▶ [Supplied text]

Carolina Actors Studio Theatre (CAST) was an independent non-profit theatre company located at 2424 North Davidson Street in Charlotte, North Carolina.  It was founded in 1992 by Charlotte acting instructor Ed Gilweit as an actor's teaching school.  In 2000 Gilweit's company partnered with a video and stage production company run by Michael Simmons called Victory Pictures, Inc., and then with the fledgling theatre group Another Roadside Performance Company run by Robert Lee Simmons, Michael Simmons' son.  Through this series of mergers, Gilweit and the Simmons' became the founders of the Carolina Actors Studio Theatre.  After Gilweit's death in 2002, Michael Simmons became the Managing Artistic Director.

CAST was noted for large-scale installations and elaborate sets with the goal of complete immersion of the audience in the reality of each play.  CAST always sought to obliterate the emotional distance between the actor and spectator, a technique they called "experiential theatre".  When attending a CAST performance, the experience of the spectator began from the moment they entered—or even approached—the theater.

History
In 2006, with the help of a board of directors recruited from Charlotte's arts community, CAST received a 501(c)(3) designation. Since 2008, CAST has also received financial support from the Arts & Science Council.

In the summer of 2010 CAST received a grant from the John S. and James L. Knight Foundation and the Arts & Science Council.  This allowed the company to move out of the cramped quarters they had occupied for eight years on Clement Avenue into a space at 2424 North Davidson in the NoDa neighborhood of Charlotte where it had all begun. The new location at NoDa contained three theater spaces including a Thrust stage, and a Theatre in the round. For the first time in CAST history there was a spacious bar and lobby area, dressing rooms, storage rooms, a conference room, and a fully equipped scenery-building shop.  The new theatre was officially launched in August 2011 with a production of August: Osage County, the Pulitzer Prize winning play by Tracy Letts.  It was the regional premier of that play and was a great critical success.

▶ [Written request A]
Report how many lines of the listing contain the string "green", treating case as significant. Give only the number.
The Carolina Actors Studio Theatre passage and the listing are separate, unrelated material.

▶ [Entries]

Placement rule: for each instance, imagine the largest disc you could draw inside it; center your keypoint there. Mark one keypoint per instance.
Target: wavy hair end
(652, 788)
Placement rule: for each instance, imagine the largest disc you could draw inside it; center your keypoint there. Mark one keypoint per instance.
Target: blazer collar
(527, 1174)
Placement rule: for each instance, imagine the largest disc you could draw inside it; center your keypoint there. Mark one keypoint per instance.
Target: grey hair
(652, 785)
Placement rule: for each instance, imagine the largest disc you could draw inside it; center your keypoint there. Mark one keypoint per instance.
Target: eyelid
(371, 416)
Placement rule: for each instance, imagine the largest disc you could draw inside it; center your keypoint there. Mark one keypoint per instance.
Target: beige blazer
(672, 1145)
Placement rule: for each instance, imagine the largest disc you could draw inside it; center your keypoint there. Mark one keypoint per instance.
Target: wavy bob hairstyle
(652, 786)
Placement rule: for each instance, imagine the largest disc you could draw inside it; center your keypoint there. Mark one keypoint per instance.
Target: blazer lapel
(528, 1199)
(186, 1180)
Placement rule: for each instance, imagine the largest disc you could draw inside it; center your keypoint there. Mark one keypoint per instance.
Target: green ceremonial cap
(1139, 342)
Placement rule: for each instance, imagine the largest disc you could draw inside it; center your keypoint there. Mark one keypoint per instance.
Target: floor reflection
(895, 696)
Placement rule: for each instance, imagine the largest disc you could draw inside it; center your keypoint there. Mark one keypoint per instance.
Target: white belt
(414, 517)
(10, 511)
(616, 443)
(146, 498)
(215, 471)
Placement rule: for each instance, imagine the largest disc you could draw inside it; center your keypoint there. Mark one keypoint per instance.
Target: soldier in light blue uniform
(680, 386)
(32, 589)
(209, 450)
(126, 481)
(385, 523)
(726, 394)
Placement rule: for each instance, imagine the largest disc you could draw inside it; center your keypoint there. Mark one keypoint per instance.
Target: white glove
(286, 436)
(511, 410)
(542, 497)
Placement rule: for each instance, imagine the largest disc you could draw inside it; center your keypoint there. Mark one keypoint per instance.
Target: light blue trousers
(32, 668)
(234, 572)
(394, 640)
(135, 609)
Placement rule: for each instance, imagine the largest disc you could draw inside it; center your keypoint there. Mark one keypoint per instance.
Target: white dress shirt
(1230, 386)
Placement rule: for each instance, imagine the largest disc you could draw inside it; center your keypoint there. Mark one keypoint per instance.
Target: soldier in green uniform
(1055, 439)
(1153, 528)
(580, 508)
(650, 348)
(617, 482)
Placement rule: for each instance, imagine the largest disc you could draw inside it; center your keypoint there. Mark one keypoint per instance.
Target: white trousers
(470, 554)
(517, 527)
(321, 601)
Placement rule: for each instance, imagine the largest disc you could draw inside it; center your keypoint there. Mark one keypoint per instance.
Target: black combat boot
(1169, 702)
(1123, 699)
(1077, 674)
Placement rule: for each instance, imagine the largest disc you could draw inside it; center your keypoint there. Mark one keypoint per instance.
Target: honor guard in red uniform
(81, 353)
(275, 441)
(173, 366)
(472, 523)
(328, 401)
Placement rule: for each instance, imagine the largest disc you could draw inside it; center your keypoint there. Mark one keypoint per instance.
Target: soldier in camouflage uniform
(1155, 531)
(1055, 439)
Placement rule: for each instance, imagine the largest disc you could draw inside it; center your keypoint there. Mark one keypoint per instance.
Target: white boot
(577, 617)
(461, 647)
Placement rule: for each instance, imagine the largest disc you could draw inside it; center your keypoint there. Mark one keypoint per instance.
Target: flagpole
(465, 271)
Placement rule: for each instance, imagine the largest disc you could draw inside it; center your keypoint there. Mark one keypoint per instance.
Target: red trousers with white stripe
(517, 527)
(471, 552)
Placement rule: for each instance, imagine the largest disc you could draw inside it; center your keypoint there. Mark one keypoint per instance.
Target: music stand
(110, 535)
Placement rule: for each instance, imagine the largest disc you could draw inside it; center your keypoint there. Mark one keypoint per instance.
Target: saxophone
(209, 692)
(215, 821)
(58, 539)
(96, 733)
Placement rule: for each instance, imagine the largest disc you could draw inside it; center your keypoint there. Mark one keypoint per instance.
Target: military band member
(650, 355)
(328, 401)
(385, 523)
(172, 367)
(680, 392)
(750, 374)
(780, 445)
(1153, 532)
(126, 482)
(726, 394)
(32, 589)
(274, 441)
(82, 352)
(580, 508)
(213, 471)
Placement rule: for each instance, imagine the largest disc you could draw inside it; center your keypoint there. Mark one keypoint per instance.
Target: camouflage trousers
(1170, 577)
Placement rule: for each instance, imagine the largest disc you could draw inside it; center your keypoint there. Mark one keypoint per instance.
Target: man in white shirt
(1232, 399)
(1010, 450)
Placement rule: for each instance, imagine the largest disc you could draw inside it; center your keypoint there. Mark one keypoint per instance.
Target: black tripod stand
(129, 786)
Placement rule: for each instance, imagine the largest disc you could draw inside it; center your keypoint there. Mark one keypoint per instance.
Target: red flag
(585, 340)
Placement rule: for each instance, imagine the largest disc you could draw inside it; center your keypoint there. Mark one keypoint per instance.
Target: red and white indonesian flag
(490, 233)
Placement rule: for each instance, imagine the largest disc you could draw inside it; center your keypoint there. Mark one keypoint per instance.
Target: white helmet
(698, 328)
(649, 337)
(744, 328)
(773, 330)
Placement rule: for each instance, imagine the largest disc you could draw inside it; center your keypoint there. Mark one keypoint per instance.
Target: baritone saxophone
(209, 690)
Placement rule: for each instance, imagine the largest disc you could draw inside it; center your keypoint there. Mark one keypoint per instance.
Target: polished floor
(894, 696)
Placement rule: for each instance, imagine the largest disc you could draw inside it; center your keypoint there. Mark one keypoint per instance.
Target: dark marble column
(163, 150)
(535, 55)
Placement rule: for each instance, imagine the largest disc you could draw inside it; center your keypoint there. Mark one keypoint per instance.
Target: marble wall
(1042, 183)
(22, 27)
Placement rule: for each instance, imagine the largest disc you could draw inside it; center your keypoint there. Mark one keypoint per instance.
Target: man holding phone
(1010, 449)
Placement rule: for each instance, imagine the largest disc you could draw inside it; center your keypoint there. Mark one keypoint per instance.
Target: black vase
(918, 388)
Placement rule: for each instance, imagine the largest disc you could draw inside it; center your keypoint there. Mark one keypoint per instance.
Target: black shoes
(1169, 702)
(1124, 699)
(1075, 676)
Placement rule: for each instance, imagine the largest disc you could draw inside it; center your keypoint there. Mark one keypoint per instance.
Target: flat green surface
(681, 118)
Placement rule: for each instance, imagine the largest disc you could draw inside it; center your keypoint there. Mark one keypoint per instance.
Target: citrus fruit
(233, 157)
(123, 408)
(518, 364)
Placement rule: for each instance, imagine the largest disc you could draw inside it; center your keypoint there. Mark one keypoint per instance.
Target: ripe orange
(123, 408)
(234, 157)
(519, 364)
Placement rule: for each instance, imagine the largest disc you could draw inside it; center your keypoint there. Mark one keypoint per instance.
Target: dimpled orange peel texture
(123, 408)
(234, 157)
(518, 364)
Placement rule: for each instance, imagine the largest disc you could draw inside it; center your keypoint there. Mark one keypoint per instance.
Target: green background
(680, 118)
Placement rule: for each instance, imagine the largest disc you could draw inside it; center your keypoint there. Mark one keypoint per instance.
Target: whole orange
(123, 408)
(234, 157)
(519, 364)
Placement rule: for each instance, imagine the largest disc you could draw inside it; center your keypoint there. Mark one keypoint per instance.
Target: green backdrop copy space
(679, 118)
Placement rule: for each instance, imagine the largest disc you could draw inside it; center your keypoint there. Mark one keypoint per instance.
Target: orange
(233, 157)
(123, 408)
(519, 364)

▶ [Written request B]
Continue the Carolina Actors Studio Theatre passage, beginning right after its last sentence.

▶ [Expected answer A]
5

▶ [Expected answer B]
On June 6, 2014 the board of directors of CAST announced that after 64 productions and eight years of operation as a non-profit theatre, the theatre would close.  Reasons cited were financial pressures and dwindling attendance.

On June 21, 2014, despite winning the Charlotte Theatre of the Year award for three years running, and after a 24-year history, CAST shut its doors for the last time with a final performance of Rajiv Joseph's Gruesome Playground Injuries.

Awards
Creative Loafing
Creative Loafing is a publisher of newsweeklies and their associated websites focusing on local affairs, including arts and entertainment. CAST twice won Creative Loafing's Theatre of the Year Award.  CAST garnered many other awards from Creative Loafing including Best Drama and Best Director in addition to many technical awards.  A complete list of Creative Loafing awards which CAST has won over the years is shown below.

Metrolina Theatre Association
The Metrolina Theatre Association (MTA) is a Charlotte organization which gives awards each year to support and advocate for local theatre, and these awards are the major source of public recognition for theatres, shows, and individuals.  In 2009 Cast won the MTA award for Theatre Company of the Year and CAST's artistic director Michael R. Simmons won the award for Theatre Person of the Year. In 2011 CAST won the MTA awards for best show, actor, actress, and director. A complete list is shown below.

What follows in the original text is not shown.